*Extracted information*:
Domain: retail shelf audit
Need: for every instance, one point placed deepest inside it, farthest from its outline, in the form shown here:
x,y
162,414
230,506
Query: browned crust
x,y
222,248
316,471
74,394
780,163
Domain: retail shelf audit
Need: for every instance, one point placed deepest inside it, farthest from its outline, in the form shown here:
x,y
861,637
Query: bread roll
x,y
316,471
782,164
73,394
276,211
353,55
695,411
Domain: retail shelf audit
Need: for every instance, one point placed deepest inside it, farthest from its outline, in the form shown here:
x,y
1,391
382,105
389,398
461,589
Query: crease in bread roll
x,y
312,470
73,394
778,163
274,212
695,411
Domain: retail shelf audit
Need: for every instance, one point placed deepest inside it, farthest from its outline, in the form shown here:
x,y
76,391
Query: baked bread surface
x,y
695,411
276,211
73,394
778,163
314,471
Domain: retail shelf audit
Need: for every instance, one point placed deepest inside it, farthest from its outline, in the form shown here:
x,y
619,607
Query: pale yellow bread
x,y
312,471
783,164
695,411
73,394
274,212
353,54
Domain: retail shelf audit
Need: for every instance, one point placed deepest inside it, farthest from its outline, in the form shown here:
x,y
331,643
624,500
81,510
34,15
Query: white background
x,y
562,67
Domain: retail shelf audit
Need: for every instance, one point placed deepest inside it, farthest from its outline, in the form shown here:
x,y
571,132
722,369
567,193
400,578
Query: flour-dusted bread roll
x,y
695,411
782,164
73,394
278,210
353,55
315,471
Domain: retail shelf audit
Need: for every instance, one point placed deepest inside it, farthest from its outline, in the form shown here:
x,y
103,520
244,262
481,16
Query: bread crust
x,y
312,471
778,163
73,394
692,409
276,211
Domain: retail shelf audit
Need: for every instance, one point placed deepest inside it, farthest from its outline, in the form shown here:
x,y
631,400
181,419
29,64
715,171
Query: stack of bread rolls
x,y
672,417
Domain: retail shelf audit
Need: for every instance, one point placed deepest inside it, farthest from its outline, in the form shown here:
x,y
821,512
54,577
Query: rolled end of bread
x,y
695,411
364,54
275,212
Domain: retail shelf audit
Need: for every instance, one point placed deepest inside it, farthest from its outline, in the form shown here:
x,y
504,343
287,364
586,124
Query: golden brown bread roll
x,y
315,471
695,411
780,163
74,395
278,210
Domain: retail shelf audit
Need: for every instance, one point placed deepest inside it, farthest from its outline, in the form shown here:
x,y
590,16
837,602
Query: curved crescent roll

*Goal*: Repeat the listing exactly, from its first line to its last.

*Exercise output*:
Domain: retail shelf audit
Need: for every instance, one point placed deepest inside it, farthest from its outline, in the form shown here:
x,y
162,414
230,506
Query: browned crust
x,y
222,248
316,471
74,394
780,163
Domain: retail shelf audit
Need: for every instance, one point placed deepest inside it, farthest from its outline, in the form shown here:
x,y
861,637
Query: bread roll
x,y
316,471
782,164
73,394
276,211
353,55
695,411
Domain: retail shelf audit
Need: for every instance, one point placed deepest inside it, farthest from its outline, in the form shown here:
x,y
1,391
382,105
389,398
461,589
Query: crease in bread roll
x,y
312,470
73,394
778,163
274,212
695,411
Domain: retail shelf audit
Need: for every instance, one point placed deepest inside it, farthest from its outline, in the form shown here:
x,y
76,391
Query: baked bread surface
x,y
695,411
276,211
73,394
778,163
314,471
Domain: retail shelf audit
Need: for every instance, one point placed deepest inside it, farthest from its outline, in the form shown here:
x,y
619,607
Query: pale yellow bread
x,y
312,471
783,164
695,411
73,394
274,212
353,54
Domain: retail shelf audit
Need: for every instance, one point placed deepest inside it, farthest from its outline, in the form shown here:
x,y
331,643
624,500
81,510
34,15
Query: white background
x,y
562,67
Domain: retail shelf audit
Need: for every instance, one point placed deepest inside it, farthest from its outline, in the form shown here:
x,y
571,132
722,369
567,193
400,578
Query: flour-dusted bread roll
x,y
695,411
782,164
73,394
278,210
353,55
315,471
Domain: retail shelf audit
Need: for every instance, one point placed deepest inside it, farthest from its outline, in the form shown here:
x,y
103,520
244,262
481,16
Query: bread crust
x,y
312,471
778,163
73,394
692,409
276,211
Domain: retail shelf audit
Need: for every instance, one point placed deepest inside it, farthest from its outline, in the form shown here:
x,y
631,400
181,419
29,64
715,171
Query: stack of bread rolls
x,y
672,417
Domain: retail shelf audit
Need: for every instance, one point placed deepest inside it, farthest from its outline, in the form shown here:
x,y
821,512
54,577
Query: rolled end of bread
x,y
695,411
364,54
275,212
Domain: retail shelf audit
Need: for every instance, one point placed deepest inside it, farthest from its outline, in the form shown here:
x,y
504,343
287,364
586,124
Query: golden brown bread roll
x,y
315,471
695,411
780,163
74,395
278,210
Domain: retail shelf audit
Need: for every instance, one point placed deepest inside it, farthest from its outline, in the form shown here:
x,y
590,16
837,602
Query: curved crescent roll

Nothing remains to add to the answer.